◆ **Aim of the exercise**
Return the run of lines below that opens with the line containing "wing as a single point per instance." and closes with the line containing "tail as a single point per instance.", keeping each one exact.

Data shown Start Marker

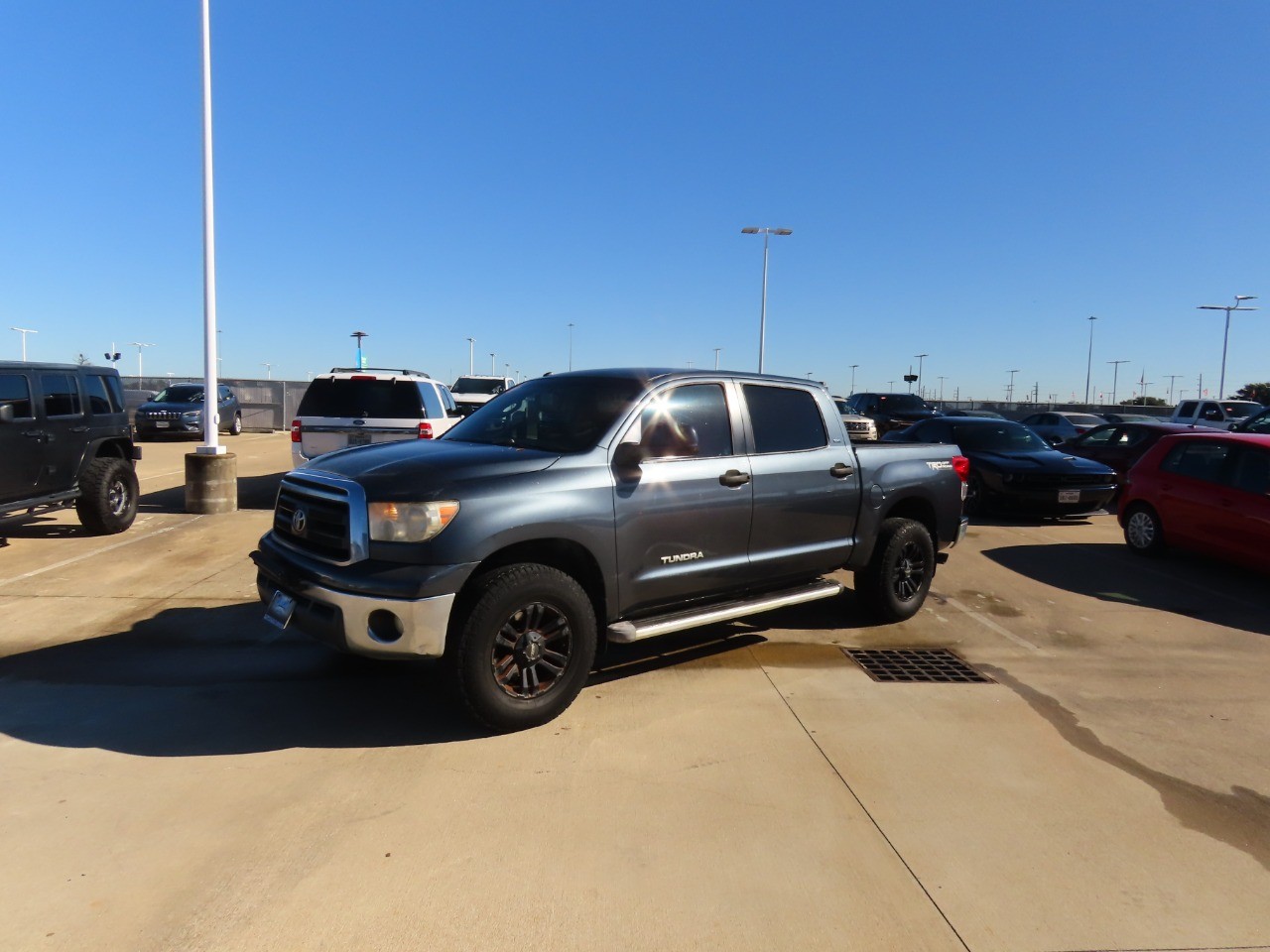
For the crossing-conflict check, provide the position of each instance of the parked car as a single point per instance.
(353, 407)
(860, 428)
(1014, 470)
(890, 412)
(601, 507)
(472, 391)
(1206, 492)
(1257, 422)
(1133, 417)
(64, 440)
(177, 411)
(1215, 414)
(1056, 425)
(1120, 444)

Data shown End Marker
Data shown Start Marker

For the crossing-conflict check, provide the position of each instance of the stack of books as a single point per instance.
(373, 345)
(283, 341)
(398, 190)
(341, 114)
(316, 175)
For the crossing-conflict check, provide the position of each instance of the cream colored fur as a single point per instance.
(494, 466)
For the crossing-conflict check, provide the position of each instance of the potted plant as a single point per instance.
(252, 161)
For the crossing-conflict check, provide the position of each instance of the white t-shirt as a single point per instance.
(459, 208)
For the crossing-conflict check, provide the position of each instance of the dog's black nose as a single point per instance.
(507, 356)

Data shown End Marker
Data shown Start Marker

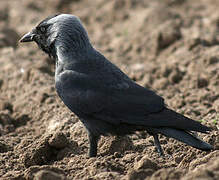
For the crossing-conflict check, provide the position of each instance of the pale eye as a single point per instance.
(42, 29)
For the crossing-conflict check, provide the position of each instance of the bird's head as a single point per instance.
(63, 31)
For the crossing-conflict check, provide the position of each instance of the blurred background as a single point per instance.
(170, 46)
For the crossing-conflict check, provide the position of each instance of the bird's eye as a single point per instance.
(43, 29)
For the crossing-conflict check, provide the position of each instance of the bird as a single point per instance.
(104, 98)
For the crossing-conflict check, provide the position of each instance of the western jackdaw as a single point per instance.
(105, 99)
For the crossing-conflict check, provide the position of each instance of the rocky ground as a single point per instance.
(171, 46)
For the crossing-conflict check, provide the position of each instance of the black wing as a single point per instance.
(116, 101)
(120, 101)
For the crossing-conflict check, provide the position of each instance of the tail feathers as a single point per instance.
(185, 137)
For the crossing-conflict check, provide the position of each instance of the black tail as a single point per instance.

Data shown End Marker

◆ **Finished exercise**
For the crossing-conflict check, provide the position of each instance of the black wing as a single point per instance.
(116, 101)
(120, 101)
For the crossing-conflict check, provide the position of each instance of the tail feathers as a single point per instance.
(185, 137)
For the crossing-conflict check, provide the position of each instance of the black tail as a single point per instance.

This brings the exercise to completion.